▶ [Work to complete]
Rename "Domain" to "Category" in the items that run from the start through the line containing "x=837, y=456", and give those lines again with nothing else changed.
— START OF Recorded data —
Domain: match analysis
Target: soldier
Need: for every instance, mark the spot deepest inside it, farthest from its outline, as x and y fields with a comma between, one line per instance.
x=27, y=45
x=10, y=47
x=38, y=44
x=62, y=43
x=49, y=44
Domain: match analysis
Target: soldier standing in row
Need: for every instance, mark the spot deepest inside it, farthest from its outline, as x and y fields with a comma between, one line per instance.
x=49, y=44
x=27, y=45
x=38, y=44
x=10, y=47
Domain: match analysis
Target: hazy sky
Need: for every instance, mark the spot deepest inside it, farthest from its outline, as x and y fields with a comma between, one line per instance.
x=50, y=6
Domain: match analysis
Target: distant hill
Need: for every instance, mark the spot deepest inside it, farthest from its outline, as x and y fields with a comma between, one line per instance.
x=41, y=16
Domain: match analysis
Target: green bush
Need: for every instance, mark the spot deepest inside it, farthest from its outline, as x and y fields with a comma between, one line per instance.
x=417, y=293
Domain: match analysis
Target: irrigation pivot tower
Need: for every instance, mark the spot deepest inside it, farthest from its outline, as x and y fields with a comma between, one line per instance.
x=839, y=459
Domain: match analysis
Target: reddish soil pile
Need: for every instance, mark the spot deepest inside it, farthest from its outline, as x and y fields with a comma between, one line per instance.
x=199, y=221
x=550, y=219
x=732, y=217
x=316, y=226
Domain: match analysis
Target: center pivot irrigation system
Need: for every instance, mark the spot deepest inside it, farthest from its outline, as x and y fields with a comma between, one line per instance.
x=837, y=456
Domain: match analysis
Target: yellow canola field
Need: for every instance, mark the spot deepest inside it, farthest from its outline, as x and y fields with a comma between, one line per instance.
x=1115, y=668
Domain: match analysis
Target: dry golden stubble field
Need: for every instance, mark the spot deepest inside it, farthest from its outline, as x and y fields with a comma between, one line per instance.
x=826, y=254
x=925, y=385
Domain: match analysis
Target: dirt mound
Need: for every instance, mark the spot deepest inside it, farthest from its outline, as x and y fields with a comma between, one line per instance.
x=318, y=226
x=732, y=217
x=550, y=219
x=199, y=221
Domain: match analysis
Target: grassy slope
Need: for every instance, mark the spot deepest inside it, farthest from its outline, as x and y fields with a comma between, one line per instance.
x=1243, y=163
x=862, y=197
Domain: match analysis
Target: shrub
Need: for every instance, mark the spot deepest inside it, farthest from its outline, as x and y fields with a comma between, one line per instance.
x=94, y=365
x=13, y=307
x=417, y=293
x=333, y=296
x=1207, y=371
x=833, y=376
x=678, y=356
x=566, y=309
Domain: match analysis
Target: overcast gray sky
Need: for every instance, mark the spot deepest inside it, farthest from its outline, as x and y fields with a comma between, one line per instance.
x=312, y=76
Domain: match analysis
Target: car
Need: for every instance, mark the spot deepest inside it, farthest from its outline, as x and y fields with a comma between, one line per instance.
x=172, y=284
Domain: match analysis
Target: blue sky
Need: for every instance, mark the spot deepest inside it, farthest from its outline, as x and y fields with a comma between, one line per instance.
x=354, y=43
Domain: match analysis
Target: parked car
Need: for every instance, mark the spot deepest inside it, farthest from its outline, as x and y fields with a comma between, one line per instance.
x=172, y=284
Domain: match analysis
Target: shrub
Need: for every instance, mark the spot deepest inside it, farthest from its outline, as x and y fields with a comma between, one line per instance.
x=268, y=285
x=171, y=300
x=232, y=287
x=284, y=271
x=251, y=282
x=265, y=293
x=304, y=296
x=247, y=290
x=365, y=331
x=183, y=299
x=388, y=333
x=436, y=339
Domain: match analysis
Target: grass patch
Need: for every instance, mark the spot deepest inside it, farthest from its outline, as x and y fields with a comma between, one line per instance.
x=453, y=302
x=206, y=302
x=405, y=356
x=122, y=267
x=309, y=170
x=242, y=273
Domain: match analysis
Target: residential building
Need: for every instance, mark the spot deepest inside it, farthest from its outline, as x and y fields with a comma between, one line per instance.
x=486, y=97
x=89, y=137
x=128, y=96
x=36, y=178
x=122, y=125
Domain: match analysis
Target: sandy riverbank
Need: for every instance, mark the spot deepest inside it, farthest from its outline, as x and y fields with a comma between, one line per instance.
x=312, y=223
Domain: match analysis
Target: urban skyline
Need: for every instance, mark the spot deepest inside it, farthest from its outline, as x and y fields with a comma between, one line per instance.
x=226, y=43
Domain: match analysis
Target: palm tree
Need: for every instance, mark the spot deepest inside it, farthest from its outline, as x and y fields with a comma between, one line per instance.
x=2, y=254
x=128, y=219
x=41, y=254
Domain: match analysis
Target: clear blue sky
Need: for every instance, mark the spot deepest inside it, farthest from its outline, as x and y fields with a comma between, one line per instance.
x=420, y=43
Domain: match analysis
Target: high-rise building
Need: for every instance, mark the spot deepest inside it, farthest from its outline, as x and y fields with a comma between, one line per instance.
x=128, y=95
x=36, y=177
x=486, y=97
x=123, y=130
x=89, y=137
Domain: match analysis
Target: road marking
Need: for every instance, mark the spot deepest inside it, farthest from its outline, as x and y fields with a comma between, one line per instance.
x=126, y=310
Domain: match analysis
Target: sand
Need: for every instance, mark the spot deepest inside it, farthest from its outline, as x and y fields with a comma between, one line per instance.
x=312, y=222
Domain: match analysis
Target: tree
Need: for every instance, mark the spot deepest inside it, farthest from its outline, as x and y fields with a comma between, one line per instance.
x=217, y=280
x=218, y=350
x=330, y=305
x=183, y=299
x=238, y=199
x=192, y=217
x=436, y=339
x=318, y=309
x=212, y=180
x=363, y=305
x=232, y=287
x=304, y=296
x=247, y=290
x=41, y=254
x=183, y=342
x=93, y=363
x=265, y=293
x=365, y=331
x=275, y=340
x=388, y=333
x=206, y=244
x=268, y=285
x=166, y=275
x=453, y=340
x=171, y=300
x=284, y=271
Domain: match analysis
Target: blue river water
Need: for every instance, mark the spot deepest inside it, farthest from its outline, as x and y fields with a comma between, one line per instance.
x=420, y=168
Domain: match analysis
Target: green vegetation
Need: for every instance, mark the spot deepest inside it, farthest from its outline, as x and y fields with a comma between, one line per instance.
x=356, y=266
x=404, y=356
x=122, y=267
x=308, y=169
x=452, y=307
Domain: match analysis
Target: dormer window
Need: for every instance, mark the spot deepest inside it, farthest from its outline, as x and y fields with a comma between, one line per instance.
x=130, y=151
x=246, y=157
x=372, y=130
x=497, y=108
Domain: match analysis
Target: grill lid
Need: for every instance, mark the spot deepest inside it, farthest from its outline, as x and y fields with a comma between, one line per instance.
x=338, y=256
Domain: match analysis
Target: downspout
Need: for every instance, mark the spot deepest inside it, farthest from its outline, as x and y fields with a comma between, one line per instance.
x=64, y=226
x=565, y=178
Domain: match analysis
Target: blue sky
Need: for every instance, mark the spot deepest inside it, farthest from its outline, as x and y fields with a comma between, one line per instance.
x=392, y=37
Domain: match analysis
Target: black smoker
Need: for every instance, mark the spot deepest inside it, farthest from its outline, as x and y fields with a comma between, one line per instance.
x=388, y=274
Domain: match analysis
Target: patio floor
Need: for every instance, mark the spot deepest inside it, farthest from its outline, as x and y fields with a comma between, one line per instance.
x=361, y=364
— END OF Recorded data —
▶ [Exercise result]
Category: match analysis
Target: soldier
Need: for every instance, mark the spot deepest inside it, farthest from its outline, as x and y fields with a comma between, one line per instance.
x=27, y=45
x=10, y=47
x=38, y=44
x=62, y=43
x=49, y=44
Category: match analysis
Target: soldier standing in row
Need: for every instance, mark the spot deepest inside it, farthest from its outline, as x and y fields with a comma between, one line per instance.
x=49, y=44
x=27, y=45
x=38, y=44
x=10, y=47
Category: match analysis
Target: hazy sky
Need: for every instance, mark the spot deepest inside it, farthest from its outline, as x and y fields with a comma between, one line per instance.
x=50, y=6
Category: match analysis
Target: distant hill
Need: for every instance, mark the spot deepest inside it, farthest from its outline, as x and y fields with a comma between, one line per instance.
x=41, y=16
Category: match analysis
Target: green bush
Need: for every instance, mark the spot deepest inside it, farthest from its outline, as x and y fields with a comma between, one line per instance.
x=417, y=293
Category: match analysis
Target: irrigation pivot tower
Need: for every instance, mark the spot deepest inside it, farthest from its outline, as x and y fields with a comma between, one line per instance.
x=839, y=459
Category: match analysis
Target: reddish soil pile
Need: for every instance, mark the spot deepest inside it, farthest from its outline, as x and y fields with a comma between, one line per instance.
x=199, y=221
x=550, y=219
x=732, y=217
x=316, y=226
Category: match analysis
Target: center pivot irrigation system
Need: for every instance, mark the spot deepest inside it, farthest from its outline, as x and y fields with a comma between, one line per instance.
x=837, y=456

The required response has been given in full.